__Consignes__
1. Répondez aux questions suivantes d'après le texte sur le développement du monde :
(a) Quelle part de l'humanité n'a aucun accès à l'énergie électrique ?
(b) Quelle somme est dépensée chaque seconde en armements ?
(c) Qu'est-ce qui, selon le texte, reste de côté alors qu'il devrait être au centre de tout ?
2. Révisez le passage du texte sur le développement du monde allant de « La forme qu’a » à « pays, continents ?) » en remplaçant « armements » par « équipements militaires ».
3. Reprenez le texte sur le développement du monde là où il s'arrête et poursuivez-le.

__Texte fourni__
##############################
La forme qu’a prise le développement du monde dans l’ère actuelle post industriel est curieuse, et en même temps alarmante. Nous assistons à une révolution scientifique- technique monumentale, qui s’est développée à une vitesse vertigineuse, mais ce qui devrait être au centre de tout, l’être humain concret, reste de côté. L’ère des communications, mais la moitié de la population mondiale n’est à pas moins d’une heure du téléphone le plus proche ; l’essor de l’informatique, mais un tiers de l’humanité n’a pas le moindre accès à l’énergie électrique. On dépense plus de 20.000 dollars par seconde dans des armements tandis que beaucoup n’atteignent pas le niveau minimum de survie. Quelque chose manque dans l’idée de progrès. Quelque chose ne vas pas si l’on peut arriver à accepter naturellement l’existence de secteurs marginaux (quartiers, populations, peut-être pays, continents ?)
##############################
__Données fournies__
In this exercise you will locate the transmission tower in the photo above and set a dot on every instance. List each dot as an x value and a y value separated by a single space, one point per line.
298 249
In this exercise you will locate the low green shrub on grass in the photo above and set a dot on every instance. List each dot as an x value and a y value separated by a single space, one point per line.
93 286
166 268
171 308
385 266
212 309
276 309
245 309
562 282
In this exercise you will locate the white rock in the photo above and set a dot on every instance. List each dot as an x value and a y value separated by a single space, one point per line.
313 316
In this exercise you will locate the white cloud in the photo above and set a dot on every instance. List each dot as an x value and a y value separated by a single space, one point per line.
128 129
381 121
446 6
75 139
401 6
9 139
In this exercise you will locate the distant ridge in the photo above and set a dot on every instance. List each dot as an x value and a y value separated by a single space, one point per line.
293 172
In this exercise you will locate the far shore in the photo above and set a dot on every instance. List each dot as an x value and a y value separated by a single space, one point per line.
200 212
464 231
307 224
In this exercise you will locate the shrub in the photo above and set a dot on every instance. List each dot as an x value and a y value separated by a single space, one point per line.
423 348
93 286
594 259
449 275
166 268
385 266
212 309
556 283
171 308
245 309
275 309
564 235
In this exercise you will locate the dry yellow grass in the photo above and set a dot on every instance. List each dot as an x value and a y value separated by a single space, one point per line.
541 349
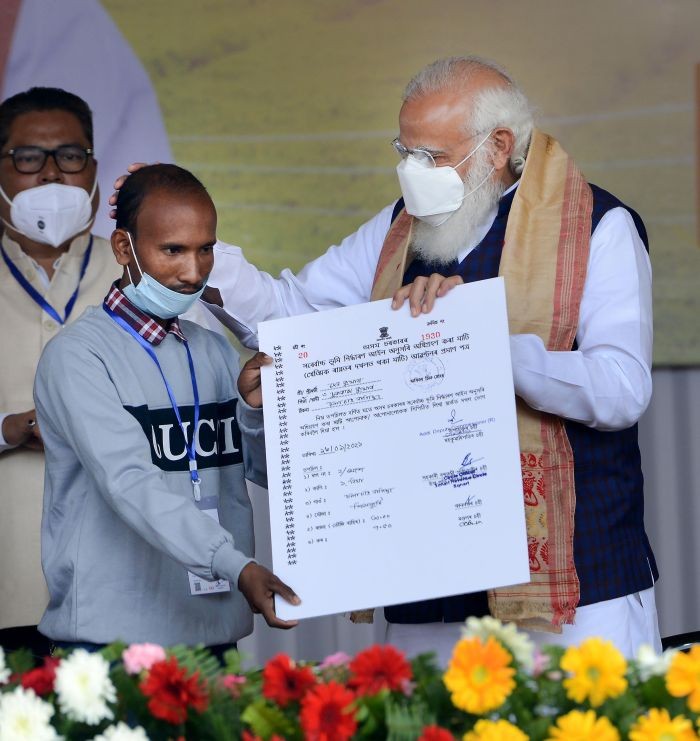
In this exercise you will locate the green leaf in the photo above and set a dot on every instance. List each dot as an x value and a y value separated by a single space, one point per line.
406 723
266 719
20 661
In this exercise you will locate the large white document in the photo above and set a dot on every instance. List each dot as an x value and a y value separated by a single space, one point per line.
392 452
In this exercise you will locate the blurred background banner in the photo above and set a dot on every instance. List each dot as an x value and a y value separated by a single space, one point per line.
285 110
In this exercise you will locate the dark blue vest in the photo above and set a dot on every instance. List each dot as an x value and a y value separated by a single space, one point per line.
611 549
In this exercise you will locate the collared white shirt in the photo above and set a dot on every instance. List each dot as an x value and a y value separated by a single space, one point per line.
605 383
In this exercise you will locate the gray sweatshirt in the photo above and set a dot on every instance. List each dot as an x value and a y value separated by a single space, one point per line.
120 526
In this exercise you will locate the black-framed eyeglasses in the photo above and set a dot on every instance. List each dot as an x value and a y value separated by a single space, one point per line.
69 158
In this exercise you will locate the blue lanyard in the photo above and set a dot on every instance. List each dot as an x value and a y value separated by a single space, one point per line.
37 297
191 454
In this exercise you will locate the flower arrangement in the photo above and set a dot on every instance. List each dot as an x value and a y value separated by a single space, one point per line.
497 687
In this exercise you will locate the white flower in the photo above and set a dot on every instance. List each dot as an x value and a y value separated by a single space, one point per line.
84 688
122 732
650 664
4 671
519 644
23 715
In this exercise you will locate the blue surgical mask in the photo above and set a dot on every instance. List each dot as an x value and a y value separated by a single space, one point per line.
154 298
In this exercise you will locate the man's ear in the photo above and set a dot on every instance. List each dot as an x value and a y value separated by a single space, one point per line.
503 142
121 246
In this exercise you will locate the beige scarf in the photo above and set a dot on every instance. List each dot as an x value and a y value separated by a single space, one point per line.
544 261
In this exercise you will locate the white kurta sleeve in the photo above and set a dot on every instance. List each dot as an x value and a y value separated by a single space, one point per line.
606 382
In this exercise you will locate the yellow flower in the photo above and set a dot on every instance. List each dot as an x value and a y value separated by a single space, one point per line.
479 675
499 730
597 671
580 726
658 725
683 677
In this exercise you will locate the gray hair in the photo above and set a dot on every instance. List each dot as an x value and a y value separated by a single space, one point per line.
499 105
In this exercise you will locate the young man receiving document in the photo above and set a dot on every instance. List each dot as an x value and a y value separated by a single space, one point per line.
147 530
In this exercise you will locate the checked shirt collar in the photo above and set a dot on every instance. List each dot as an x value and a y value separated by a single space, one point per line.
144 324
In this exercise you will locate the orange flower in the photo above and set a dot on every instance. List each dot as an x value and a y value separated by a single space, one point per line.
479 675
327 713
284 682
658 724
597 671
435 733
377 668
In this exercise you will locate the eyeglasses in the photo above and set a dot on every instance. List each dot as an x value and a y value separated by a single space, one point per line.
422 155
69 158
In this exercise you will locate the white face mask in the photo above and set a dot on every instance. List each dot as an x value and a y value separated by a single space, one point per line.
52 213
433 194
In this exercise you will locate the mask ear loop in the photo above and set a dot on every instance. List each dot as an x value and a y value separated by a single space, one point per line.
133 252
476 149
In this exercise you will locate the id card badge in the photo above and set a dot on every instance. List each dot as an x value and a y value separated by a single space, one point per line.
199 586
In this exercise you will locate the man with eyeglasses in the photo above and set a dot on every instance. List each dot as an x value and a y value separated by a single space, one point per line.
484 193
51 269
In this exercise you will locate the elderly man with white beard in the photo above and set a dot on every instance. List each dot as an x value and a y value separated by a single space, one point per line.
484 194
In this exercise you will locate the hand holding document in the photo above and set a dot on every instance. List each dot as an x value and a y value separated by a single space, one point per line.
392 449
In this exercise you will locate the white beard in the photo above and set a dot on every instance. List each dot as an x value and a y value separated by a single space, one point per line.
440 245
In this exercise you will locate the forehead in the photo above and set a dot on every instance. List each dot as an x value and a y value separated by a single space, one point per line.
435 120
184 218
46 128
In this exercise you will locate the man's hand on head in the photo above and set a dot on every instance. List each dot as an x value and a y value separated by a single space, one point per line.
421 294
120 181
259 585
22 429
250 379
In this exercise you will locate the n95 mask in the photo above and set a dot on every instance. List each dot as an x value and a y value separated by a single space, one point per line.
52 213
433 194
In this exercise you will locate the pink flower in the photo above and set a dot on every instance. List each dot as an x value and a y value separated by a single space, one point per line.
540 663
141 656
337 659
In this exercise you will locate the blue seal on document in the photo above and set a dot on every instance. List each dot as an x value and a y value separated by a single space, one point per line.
##############################
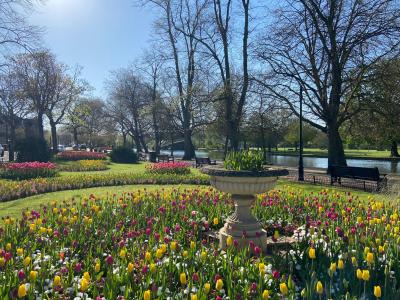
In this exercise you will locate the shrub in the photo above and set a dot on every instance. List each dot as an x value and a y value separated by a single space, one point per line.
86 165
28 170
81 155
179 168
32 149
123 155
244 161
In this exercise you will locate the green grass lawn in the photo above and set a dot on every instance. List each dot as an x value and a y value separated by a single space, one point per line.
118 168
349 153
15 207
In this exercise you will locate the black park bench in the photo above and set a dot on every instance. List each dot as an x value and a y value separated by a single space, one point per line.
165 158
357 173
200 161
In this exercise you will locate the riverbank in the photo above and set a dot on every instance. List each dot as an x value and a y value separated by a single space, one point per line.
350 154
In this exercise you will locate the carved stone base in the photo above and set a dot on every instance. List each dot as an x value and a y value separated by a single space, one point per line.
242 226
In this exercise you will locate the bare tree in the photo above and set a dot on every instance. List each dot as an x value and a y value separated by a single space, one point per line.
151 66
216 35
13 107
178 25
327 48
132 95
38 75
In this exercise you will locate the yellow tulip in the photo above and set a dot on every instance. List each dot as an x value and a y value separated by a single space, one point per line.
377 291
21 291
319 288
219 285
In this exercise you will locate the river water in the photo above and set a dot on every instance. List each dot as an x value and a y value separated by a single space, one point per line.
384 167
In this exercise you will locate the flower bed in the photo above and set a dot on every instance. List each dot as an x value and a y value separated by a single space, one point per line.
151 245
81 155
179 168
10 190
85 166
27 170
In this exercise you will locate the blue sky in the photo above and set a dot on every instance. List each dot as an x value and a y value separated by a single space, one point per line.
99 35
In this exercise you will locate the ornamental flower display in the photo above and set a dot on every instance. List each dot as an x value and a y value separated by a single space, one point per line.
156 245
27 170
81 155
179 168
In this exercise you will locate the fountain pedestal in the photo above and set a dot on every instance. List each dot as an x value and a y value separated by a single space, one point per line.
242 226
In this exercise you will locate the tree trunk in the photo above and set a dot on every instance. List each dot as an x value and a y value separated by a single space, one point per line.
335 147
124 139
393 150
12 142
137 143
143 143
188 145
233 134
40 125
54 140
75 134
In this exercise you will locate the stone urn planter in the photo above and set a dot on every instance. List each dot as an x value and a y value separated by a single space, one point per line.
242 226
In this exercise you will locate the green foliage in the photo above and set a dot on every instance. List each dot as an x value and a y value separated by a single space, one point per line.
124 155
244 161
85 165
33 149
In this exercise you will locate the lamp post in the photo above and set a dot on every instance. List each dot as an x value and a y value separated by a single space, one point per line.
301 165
##############################
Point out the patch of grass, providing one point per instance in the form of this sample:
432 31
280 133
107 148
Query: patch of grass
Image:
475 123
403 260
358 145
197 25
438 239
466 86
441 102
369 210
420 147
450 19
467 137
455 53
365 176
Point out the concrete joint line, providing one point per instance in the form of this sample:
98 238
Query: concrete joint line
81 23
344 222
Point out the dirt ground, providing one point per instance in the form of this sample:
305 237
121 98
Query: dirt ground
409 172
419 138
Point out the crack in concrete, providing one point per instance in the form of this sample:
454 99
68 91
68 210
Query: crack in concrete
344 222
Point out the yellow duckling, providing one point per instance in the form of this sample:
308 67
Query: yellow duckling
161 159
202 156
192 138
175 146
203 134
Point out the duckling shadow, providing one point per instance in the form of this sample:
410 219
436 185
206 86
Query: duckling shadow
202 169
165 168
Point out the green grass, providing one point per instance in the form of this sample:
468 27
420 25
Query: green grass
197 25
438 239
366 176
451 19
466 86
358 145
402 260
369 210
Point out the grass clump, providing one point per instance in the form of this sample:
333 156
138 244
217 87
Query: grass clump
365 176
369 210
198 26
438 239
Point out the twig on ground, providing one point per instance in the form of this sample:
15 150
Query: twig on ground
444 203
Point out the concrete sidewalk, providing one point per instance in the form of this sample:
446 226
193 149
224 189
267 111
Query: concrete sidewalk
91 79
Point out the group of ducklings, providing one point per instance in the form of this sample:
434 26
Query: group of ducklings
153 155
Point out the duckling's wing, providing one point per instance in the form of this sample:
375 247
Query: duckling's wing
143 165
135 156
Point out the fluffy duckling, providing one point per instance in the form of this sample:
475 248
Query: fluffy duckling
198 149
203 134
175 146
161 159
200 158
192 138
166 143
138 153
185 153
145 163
##############################
__Réponses dans l'ordre__
1.
(a) Un tiers de l'humanité.
(b) Plus de 20.000 dollars par seconde.
(c) L'être humain concret.

2.
La forme qu’a prise le développement du monde dans l’ère actuelle post industriel est curieuse, et en même temps alarmante. Nous assistons à une révolution scientifique- technique monumentale, qui s’est développée à une vitesse vertigineuse, mais ce qui devrait être au centre de tout, l’être humain concret, reste de côté. L’ère des communications, mais la moitié de la population mondiale n’est à pas moins d’une heure du téléphone le plus proche ; l’essor de l’informatique, mais un tiers de l’humanité n’a pas le moindre accès à l’énergie électrique. On dépense plus de 20.000 dollars par seconde dans des équipements militaires tandis que beaucoup n’atteignent pas le niveau minimum de survie. Quelque chose manque dans l’idée de progrès. Quelque chose ne vas pas si l’on peut arriver à accepter naturellement l’existence de secteurs marginaux (quartiers, populations, peut-être pays, continents ?)

3.
Chaque fois plus de gens sont marginalisés de la richesse que l’Humanité produit. La marginalisation nouvelle façon produit des îles de splendeur protégées jalousement de majorités ’excédents’. Et tant que chaque fois plus des gens resteront en marge du festin, plus il y existera des possibilités d’instabilité et de manifestations éventuelles. Ce n’est pas l’intention du présent article de présenter les solutions à un problème aussi difficile, mais bien d’apporter quelque chose dans le débat à ce sujet.
Comme conclusion - et en invitant à continuer l’analyse - disons que bien que le bonheur et la concorde des hommes soient plus un mythe qu’une expérience concrète, elles seront de toute façon inaccessibles tant qu’il y aura quelqu’un qui pense - ou agisse en considérant - qu’il y a trop des gens dans le monde.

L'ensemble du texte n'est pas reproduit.